▶ _Given request 1_:
Answer these questions from the Altima thread:
(a) What smell did the first poster notice before the car stopped accelerating?
(b) Which part had the first poster changed a few months before?
(c) According to SPEEDO, how many cam sensors and crank sensors do the V6 engines have?
▶ _Given request 2_:
In the Altima thread, turn the paragraph beginning "Alot of these cars have crankshaft sensor issues" into a short list that keeps its main points.
▶ _Given request 3_:
According to the Altima thread, why does dcalleja777 suggest looking around the engine bay? Answer in one to three sentences.

# 05 altima 3.5



## Coolie_don (Jun 20, 2014)

I have a 2005 altima 3.5 I was driving and I started to smell like burning wire. About a hour later I was on the highway and all of a sudden when I press the gas Peddle nothing was happening but the car was still on I pulled over and turned it off and it wouldn't start back But I am getting power to everything else can anyone help with this


----------



## dcalleja777 (May 15, 2014)

Coolie_don said:


> I have a 2005 altima 3.5 I was driving and I started to smell like burning wire. About a hour later I was on the highway and all of a sudden when I press the gas Peddle nothing was happening but the car was still on I pulled over and turned it off and it wouldn't start back But I am getting power to everything else can anyone help with this


Alot of these cars have crankshaft sensor issues. Not sure about your burning wire smell? did the check engine light come on? Look around in the engine bay if a wire shorted it can cause the insolation to melt which is most likely what you smelt. Look around in the engine bay a melted wire is easy to spot. Good luck


----------



## Coolie_don (Jun 20, 2014)

I checked but couldn't find any wire that was burnt I changed the cam shaft sensor a few months back. Would a cam sensor cause the car to stop accelerating like that. This is the second time on the highway my car died. Nassans should come with a warning that there very dangerous and might kill you


----------



## dcalleja777 (May 15, 2014)

Coolie_don said:


> I checked but couldn't find any wire that was burnt I changed the cam shaft sensor a few months back. Would a cam sensor cause the car to stop accelerating like that. This is the second time on the highway my car died. Nassans should come with a warning that there very dangerous and might kill you


I had a cam code come up on my car and it made the car hesitate for about 10 seconds with no acceleration. I had my music blarring thought the car stalled. 
I looked at the tach and it was at idle, after that the traction light, check engine light came on, after the lights came on was able to resume driving with no issue. All of that happened in about 20 seconds tops. 
BTW this car has 2 cam sensors and a crank sensor they are all the same part.


----------



## SPEEDO (Jun 9, 2003)

th V6's have 2 cam 1 crank sensor... and they are all different, (angle on the connectors)


----------



## dcalleja777 (May 15, 2014)

Yes i should have specified that. Thank for the clarification speedo


----------



## SPEEDO (Jun 9, 2003)

are you asking about a 08-09 350Z ?, short answer, no, they started using the "HR" (high rev) engine in 07, different intake (upper & lwr)


----------



## Duwhop31 (Aug 19, 2014)

My 05 Altima 3.5l is making a ticking / clicking noise when I start it up. What could this be?


----------

▶ _Information given_:
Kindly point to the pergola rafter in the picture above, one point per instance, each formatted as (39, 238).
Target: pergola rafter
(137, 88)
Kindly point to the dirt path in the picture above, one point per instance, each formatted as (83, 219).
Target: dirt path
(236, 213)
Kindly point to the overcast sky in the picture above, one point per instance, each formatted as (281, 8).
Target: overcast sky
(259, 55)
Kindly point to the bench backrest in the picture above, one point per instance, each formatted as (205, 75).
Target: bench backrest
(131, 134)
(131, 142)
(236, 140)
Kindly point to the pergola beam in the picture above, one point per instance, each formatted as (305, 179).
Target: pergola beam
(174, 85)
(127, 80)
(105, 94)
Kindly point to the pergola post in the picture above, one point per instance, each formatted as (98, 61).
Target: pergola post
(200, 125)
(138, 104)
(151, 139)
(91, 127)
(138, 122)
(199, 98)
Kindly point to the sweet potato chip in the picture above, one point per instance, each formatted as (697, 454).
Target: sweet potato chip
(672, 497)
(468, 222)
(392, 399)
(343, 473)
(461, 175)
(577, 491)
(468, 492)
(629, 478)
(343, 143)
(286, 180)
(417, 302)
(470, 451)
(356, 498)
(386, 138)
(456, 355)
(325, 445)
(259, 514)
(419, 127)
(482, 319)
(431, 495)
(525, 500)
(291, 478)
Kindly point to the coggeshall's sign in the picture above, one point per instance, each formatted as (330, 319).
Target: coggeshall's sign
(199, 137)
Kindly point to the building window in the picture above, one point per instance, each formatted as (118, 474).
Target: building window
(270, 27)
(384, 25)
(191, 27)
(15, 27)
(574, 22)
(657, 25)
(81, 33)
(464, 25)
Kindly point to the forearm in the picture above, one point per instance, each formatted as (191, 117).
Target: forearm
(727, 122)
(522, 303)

▶ _Right answer 1_:
(a) A smell like burning wire.
(b) The cam shaft sensor.
(c) Two cam sensors and one crank sensor.

▶ _Right answer 2_:
- Many of these cars have crankshaft sensor problems.
- The poster is not sure about the burning wire smell and asks whether the check engine light came on.
- A shorted wire can melt its insulation, which is most likely what was smelled.
- Look around the engine bay, since a melted wire is easy to spot.

▶ _Right answer 3_:
If a wire shorted, its insulation can melt, and that is most likely what caused the burning smell. A melted wire is easy to spot in the engine bay.